Saved entries:
--------------------

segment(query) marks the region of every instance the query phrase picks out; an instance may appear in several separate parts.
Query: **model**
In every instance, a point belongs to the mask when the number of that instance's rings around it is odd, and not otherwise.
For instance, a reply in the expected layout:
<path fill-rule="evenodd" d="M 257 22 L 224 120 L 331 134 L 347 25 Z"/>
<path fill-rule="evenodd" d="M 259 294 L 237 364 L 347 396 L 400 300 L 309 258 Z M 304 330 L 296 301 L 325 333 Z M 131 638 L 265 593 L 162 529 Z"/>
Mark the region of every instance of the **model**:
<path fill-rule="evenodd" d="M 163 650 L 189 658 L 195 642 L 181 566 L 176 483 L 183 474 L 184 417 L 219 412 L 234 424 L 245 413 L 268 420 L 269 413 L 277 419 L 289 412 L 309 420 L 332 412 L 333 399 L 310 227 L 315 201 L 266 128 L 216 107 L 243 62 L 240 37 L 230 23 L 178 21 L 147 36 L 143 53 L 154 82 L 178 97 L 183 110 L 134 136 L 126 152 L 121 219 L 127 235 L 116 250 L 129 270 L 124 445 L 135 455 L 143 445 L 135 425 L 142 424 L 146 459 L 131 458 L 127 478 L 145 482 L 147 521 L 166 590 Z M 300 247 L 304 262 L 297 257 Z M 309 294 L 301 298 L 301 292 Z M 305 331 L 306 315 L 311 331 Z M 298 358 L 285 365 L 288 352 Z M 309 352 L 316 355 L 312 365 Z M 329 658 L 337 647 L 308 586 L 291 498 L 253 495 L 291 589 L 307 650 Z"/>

--------------------

_WRITTEN PROBLEM_:
Turn every line of the material above into a JSON list of strings, with one string for each line and blank lines omitted.

_COMPLETE ANSWER_:
[
  "segment(query) marks the region of every instance the query phrase picks out; an instance may appear in several separate parts.",
  "Query: **model**",
  "In every instance, a point belongs to the mask when the number of that instance's rings around it is odd, and not otherwise.",
  "For instance, a reply in the expected layout:",
  "<path fill-rule=\"evenodd\" d=\"M 257 22 L 224 120 L 331 134 L 347 25 Z\"/>",
  "<path fill-rule=\"evenodd\" d=\"M 259 294 L 237 364 L 347 396 L 400 300 L 309 258 Z M 304 330 L 296 301 L 325 333 Z M 131 638 L 265 593 L 162 529 Z\"/>",
  "Mark the region of every instance of the **model**:",
  "<path fill-rule=\"evenodd\" d=\"M 163 650 L 189 658 L 195 642 L 181 566 L 176 483 L 183 474 L 184 417 L 219 412 L 234 424 L 245 413 L 268 420 L 269 413 L 277 419 L 289 412 L 309 420 L 332 412 L 333 399 L 310 227 L 315 201 L 266 128 L 216 107 L 243 62 L 240 37 L 230 23 L 178 21 L 147 36 L 143 53 L 154 82 L 178 97 L 183 110 L 134 136 L 126 152 L 121 219 L 127 235 L 116 250 L 129 270 L 124 445 L 135 455 L 143 445 L 135 425 L 142 424 L 146 459 L 131 458 L 127 478 L 145 482 L 147 521 L 166 590 Z M 300 247 L 304 262 L 297 257 Z M 309 294 L 301 298 L 301 292 Z M 305 331 L 306 315 L 311 331 Z M 298 358 L 285 365 L 288 352 Z M 309 352 L 316 355 L 312 365 Z M 329 658 L 337 647 L 308 586 L 291 498 L 253 495 L 291 589 L 307 650 Z\"/>"
]